▶ [Work to complete]: Reproduce every item below, swapping "whole pixels" for "integer pixels" wherever it occurs and leaving all other text unchanged.
START
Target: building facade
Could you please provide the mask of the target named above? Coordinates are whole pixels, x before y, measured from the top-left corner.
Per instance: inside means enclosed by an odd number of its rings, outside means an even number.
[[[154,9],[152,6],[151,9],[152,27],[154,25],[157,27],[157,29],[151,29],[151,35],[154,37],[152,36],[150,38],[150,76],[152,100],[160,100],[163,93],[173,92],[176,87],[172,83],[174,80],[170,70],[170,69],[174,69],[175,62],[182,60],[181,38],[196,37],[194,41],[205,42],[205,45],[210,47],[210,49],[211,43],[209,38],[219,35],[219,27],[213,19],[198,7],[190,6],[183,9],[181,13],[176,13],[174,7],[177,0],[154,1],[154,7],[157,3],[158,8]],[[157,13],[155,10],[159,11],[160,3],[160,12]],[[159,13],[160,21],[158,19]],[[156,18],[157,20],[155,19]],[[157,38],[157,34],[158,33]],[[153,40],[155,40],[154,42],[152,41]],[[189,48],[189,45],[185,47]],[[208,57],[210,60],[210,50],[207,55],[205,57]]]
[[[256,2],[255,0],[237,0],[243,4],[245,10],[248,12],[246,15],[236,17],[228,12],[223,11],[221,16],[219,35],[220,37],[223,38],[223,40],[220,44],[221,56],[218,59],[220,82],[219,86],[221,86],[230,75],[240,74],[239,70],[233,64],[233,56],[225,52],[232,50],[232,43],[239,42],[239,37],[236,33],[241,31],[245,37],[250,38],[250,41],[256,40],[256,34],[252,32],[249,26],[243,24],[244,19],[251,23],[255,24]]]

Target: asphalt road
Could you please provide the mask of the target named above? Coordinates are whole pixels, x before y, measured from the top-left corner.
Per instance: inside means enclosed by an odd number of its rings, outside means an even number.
END
▶ [Final result]:
Target: building facade
Could you please provide the mask of the target named above? Coordinates are integer pixels, x before y, measured from the top-left corner.
Per instance: inside means enclosed by an odd number of its rings, outside means an even number.
[[[154,9],[152,6],[151,9],[152,27],[154,25],[157,27],[157,29],[151,29],[151,35],[154,37],[152,36],[150,38],[150,76],[152,100],[160,100],[163,93],[173,92],[176,87],[172,83],[174,80],[170,70],[170,69],[174,69],[175,62],[182,60],[181,38],[196,37],[194,41],[205,42],[205,45],[210,47],[210,49],[211,43],[209,38],[219,35],[219,27],[213,19],[198,7],[190,6],[183,9],[181,13],[176,13],[174,7],[177,0],[154,1],[154,7],[157,3],[158,8]],[[157,13],[155,10],[159,11],[160,3],[160,12]],[[159,13],[160,21],[158,19]],[[156,18],[157,20],[155,19]],[[157,38],[157,34],[158,33]],[[153,40],[155,40],[154,42],[152,41]],[[189,48],[189,45],[185,47]],[[208,57],[210,60],[210,50],[207,55],[205,57]]]
[[[256,2],[255,0],[237,0],[243,4],[245,10],[248,12],[246,15],[236,17],[228,12],[223,11],[221,16],[219,35],[220,37],[223,38],[223,40],[220,44],[221,56],[218,59],[220,82],[219,86],[221,86],[230,75],[240,74],[239,70],[233,64],[233,56],[225,52],[232,50],[232,43],[239,42],[239,37],[236,33],[241,31],[245,37],[250,38],[250,41],[256,40],[256,34],[252,32],[249,26],[243,24],[244,19],[251,23],[255,24]]]

Target: asphalt road
Could you please provide the mask of the target named above? Coordinates are integer pixels, x before y, measured from the top-left corner.
Per instance: inside means enclosed by an odd number of its rings, outside means an even number.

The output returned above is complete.